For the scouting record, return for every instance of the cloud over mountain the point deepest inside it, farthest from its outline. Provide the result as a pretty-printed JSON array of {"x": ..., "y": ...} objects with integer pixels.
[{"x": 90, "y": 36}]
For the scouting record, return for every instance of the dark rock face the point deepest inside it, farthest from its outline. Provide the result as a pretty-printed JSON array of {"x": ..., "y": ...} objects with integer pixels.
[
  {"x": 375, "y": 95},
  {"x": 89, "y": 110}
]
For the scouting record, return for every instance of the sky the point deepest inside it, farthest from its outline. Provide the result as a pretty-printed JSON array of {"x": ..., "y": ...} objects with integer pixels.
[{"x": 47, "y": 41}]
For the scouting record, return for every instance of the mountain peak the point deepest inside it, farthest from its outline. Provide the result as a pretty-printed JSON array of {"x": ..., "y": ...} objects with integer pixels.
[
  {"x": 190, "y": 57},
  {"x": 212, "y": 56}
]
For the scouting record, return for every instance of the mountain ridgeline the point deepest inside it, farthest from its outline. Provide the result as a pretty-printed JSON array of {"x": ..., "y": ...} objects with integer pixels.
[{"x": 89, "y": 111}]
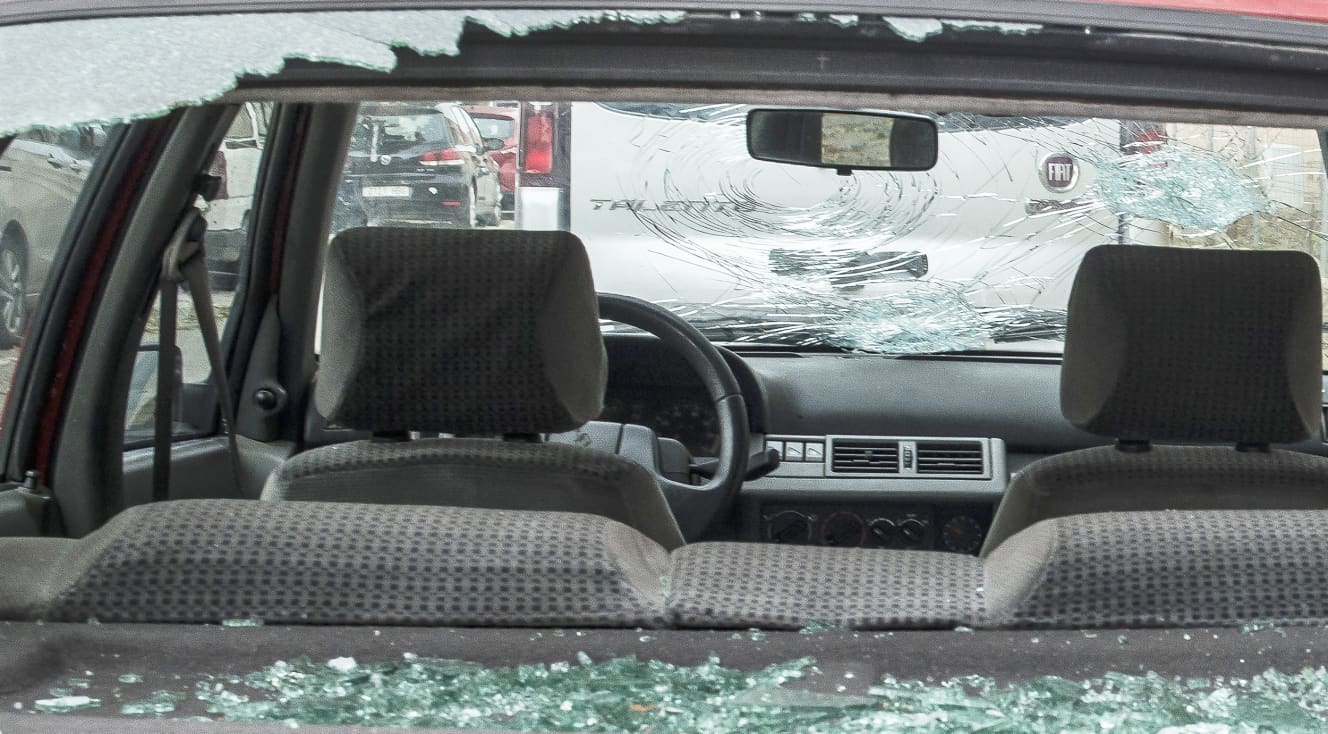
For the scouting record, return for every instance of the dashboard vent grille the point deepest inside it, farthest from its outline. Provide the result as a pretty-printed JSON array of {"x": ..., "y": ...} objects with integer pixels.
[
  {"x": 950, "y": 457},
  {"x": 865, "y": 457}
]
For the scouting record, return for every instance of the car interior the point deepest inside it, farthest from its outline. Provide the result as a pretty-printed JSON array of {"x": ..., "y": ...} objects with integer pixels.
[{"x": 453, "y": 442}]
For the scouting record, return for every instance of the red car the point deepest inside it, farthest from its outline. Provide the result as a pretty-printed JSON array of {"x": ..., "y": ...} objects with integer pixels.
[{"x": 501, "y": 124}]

------------------------------

**PROBLEM DESCRIPTION**
Return all of the material above line for line, without changing a character, and leave out the pictures.

**SOLUTION TO THIS PROBLEM**
For the scouting record, return for every instance of the cloud over mountain the point deepest inside it, farthest from its outline. Provide the result as a pretty-printed JSON array of {"x": ..., "y": ...} objects with integer pixels.
[{"x": 90, "y": 36}]
For the scouting record, return for every instance of the dark rock face the point deepest inside it, farthest from its outline. Provide the result as a pretty-printed JSON array of {"x": ..., "y": ...} objects with integer pixels.
[
  {"x": 375, "y": 95},
  {"x": 89, "y": 110}
]
For the scouting record, return for every instance of the sky the point deepest inside it, farthest from its outline. Provide the result as a pretty-printed JSON array of {"x": ..., "y": ...} objects with integer pixels.
[{"x": 47, "y": 41}]
For the scouting record, return for every instance of the mountain peak the point deepest inside it, farthest from its outline. Provide the result as a pretty-printed JSON array of {"x": ..., "y": ...} objects with integer pixels.
[
  {"x": 190, "y": 57},
  {"x": 212, "y": 56}
]
For the scouting record, return for every instance of the mountain ridgeline the point deepest inside it, farthest from its outline. Provide the result as a pretty-printed JSON array of {"x": ..., "y": ...} objects with integer pixels.
[{"x": 89, "y": 111}]
For the scouting record, return for every instance of the dashboard vent grille the point deepest inside it, farthest from its outline. Provide the result as a pretty-printed JSON array of {"x": ..., "y": ...} objects with integer pixels.
[
  {"x": 950, "y": 457},
  {"x": 865, "y": 457}
]
For the scouting record, return for every instance of the car interior the point deepest inside it, farthest from its outline. Provide the result as a pretty-printed JSON array of {"x": ..., "y": ...} objects with integer pixels.
[{"x": 453, "y": 442}]
For the scouting record, return for every instance of the red car the point deepest inside it, farthest from its outline. Provide the result as a pretty-printed JSON array of {"x": ..., "y": ...} objects with integer pixels.
[{"x": 501, "y": 124}]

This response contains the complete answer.